* Objective
Render the records as a Markdown table with the columns Row and Line, one numbered row per line and no blank lines. Begin at the line that has "It needs the bounding box of every green bandage", continue through the end of the records, and leave the pictures out.

* Dataset entries
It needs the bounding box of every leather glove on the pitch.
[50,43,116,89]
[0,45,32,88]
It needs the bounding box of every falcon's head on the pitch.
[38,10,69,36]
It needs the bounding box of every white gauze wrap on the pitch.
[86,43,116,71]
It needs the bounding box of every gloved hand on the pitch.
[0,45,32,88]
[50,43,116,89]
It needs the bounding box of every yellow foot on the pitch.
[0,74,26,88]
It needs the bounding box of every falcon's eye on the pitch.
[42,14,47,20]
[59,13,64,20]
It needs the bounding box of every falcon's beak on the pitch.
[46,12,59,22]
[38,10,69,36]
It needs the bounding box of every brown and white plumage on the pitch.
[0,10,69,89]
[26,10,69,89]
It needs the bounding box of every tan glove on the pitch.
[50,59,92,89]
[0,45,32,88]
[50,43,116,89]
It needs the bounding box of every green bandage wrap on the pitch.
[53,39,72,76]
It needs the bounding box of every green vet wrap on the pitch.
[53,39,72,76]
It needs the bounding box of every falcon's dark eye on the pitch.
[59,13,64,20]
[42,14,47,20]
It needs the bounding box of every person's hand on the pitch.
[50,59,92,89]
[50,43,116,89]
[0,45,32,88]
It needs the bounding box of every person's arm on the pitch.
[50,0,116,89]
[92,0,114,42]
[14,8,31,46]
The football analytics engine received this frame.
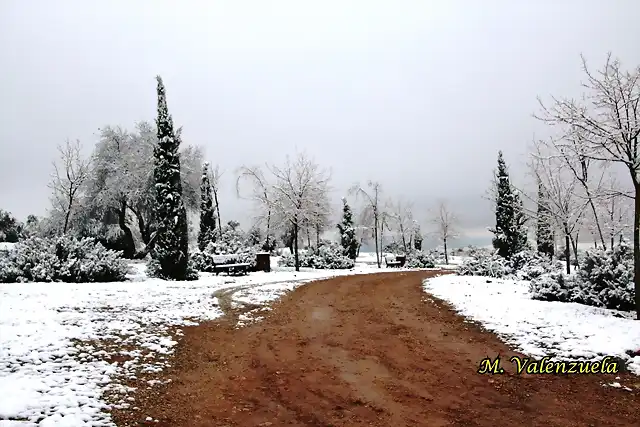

* Written solution
| Row | Line |
|---|---|
| 1 | It needs the bounding box of every green bandage wrap on the pitch. |
| 2 | [53,39,72,76] |
| 3 | It needs the bounding box of every green vet wrap on the pitch. |
| 4 | [53,39,72,76] |
| 5 | It needs the bounding box of every falcon's dark eye on the pitch. |
| 6 | [59,13,64,20] |
| 7 | [42,14,47,20] |
| 8 | It needs the bounding box of every person's hand on the pitch. |
| 9 | [50,59,92,89] |
| 10 | [50,43,116,89] |
| 11 | [0,45,32,88] |
| 12 | It needs the bounding box of every person's arm on the pitch. |
| 13 | [50,0,116,89] |
| 14 | [92,0,114,42] |
| 15 | [14,8,31,46] |
| 16 | The football analytics engine received this frame. |